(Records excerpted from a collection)
────────

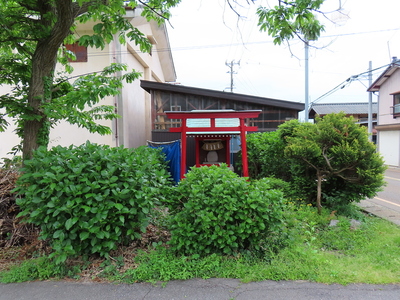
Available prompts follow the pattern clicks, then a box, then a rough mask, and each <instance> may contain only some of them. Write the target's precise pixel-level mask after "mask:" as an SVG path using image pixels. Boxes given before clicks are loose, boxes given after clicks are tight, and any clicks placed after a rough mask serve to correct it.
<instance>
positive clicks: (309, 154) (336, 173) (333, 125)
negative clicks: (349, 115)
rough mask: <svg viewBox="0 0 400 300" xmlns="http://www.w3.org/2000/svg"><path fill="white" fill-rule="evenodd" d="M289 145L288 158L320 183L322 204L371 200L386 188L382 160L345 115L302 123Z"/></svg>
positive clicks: (356, 127)
mask: <svg viewBox="0 0 400 300" xmlns="http://www.w3.org/2000/svg"><path fill="white" fill-rule="evenodd" d="M286 142H287V146H286V148H285V155H286V156H287V157H291V158H294V159H295V161H296V163H297V164H298V165H299V166H301V167H302V168H303V170H305V171H303V173H304V174H306V176H307V177H308V178H309V180H310V181H311V180H317V179H320V180H321V185H322V193H323V195H324V197H323V202H325V204H327V205H328V206H330V207H335V206H342V205H347V204H348V203H350V202H353V201H355V202H358V201H360V200H361V199H364V198H366V197H368V198H371V197H373V196H375V194H376V193H377V192H378V191H379V190H380V189H381V187H382V186H383V185H384V180H383V176H384V171H385V166H384V164H383V159H382V157H381V156H380V154H379V153H377V152H376V147H375V145H374V144H373V143H372V142H370V141H369V139H368V134H367V132H366V129H365V127H361V126H360V125H358V124H355V122H354V119H353V118H351V117H346V116H345V114H344V113H338V114H329V115H326V116H325V117H324V118H317V119H316V124H310V125H309V124H307V125H306V124H304V125H303V124H301V125H299V126H297V127H295V128H294V129H293V131H292V136H287V137H286ZM306 172H307V173H306ZM315 195H316V196H314V197H316V198H317V199H318V197H319V195H318V194H315Z"/></svg>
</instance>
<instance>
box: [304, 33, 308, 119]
mask: <svg viewBox="0 0 400 300" xmlns="http://www.w3.org/2000/svg"><path fill="white" fill-rule="evenodd" d="M304 56H305V74H304V75H305V76H304V77H305V82H304V83H305V86H304V92H305V93H304V94H305V95H304V122H306V123H308V40H306V41H305V42H304Z"/></svg>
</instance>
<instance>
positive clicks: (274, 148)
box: [246, 131, 290, 179]
mask: <svg viewBox="0 0 400 300" xmlns="http://www.w3.org/2000/svg"><path fill="white" fill-rule="evenodd" d="M246 143H247V159H248V162H249V175H250V178H253V179H260V178H264V177H270V176H276V177H278V178H281V179H288V178H290V173H289V171H290V164H289V161H288V160H285V159H283V158H282V153H283V151H284V149H285V143H284V141H283V140H282V139H281V138H280V136H279V134H278V132H277V131H272V132H263V133H261V132H257V133H252V134H248V135H247V136H246Z"/></svg>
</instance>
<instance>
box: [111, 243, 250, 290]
mask: <svg viewBox="0 0 400 300" xmlns="http://www.w3.org/2000/svg"><path fill="white" fill-rule="evenodd" d="M135 263H136V264H137V265H138V267H137V268H135V269H129V270H127V271H126V272H125V273H124V274H121V275H117V276H112V277H111V279H113V280H117V281H120V282H121V281H122V282H124V283H135V282H138V281H139V282H143V281H144V282H152V283H156V282H159V281H169V280H188V279H192V278H203V279H208V278H240V277H241V276H243V274H246V273H247V272H248V268H249V266H250V264H251V263H250V261H248V260H246V259H244V258H242V257H236V258H232V257H227V256H222V255H218V254H210V255H208V256H205V257H195V256H176V255H175V254H174V253H172V252H171V251H169V250H167V249H165V248H163V249H158V250H154V251H151V252H149V253H145V252H139V253H138V255H137V256H136V259H135Z"/></svg>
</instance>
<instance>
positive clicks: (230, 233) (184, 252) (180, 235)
mask: <svg viewBox="0 0 400 300" xmlns="http://www.w3.org/2000/svg"><path fill="white" fill-rule="evenodd" d="M270 187H271V183H270V182H269V181H268V179H265V180H264V179H263V180H260V181H253V182H249V181H246V179H245V178H242V177H238V175H236V174H235V173H233V172H232V171H230V170H229V169H228V168H227V166H226V165H224V166H221V167H218V166H211V167H202V168H192V169H191V170H190V172H189V173H188V174H187V175H186V178H185V179H184V180H182V181H181V182H180V183H179V184H178V186H177V187H176V189H175V197H174V198H173V199H172V200H171V201H170V202H169V208H170V210H171V211H170V212H171V214H172V217H171V218H172V219H171V235H172V237H171V241H170V245H171V248H172V249H173V250H176V251H177V252H179V253H185V254H196V255H204V254H210V253H223V254H235V253H238V252H240V251H242V250H246V249H253V250H255V251H259V250H265V249H262V245H261V244H262V243H261V242H262V241H263V239H265V238H266V237H268V235H269V234H271V233H272V232H275V231H277V230H278V229H279V228H280V225H281V223H282V212H283V194H282V192H281V191H278V190H272V189H270Z"/></svg>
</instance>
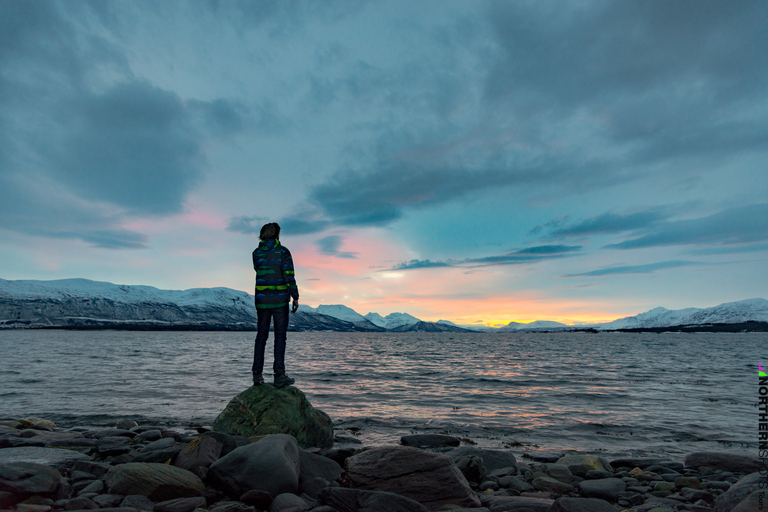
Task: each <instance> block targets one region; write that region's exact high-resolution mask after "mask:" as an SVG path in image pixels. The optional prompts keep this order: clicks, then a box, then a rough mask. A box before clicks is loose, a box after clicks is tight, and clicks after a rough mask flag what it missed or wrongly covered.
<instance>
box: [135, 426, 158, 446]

────────

ABOUT THIS TASK: If a line in the entries above contains the word "prompts", copy it.

ANSWER TO THE PROBLEM:
Available prompts follow the pattern clicks, then a box, then a rough mask, and each <instance> may contain only some of them. Write the target's precise pixel-level mask after "mask:" as an SVG path using image pixels. Boxes given before clicks are loose, boxes given after clicks are tight, and any clicks placed after a rough mask serve to correct it.
Task: each <instance> block targets one region; write that region's exact high-resolution mask after "mask:" as an SVG path in image pixels. The optional prompts keep this order: clicks, then a box, then a rough mask. A box before clicks is loose, a box after clicks is tight, and clicks after a rough mask flag what it missed or wrongly covered.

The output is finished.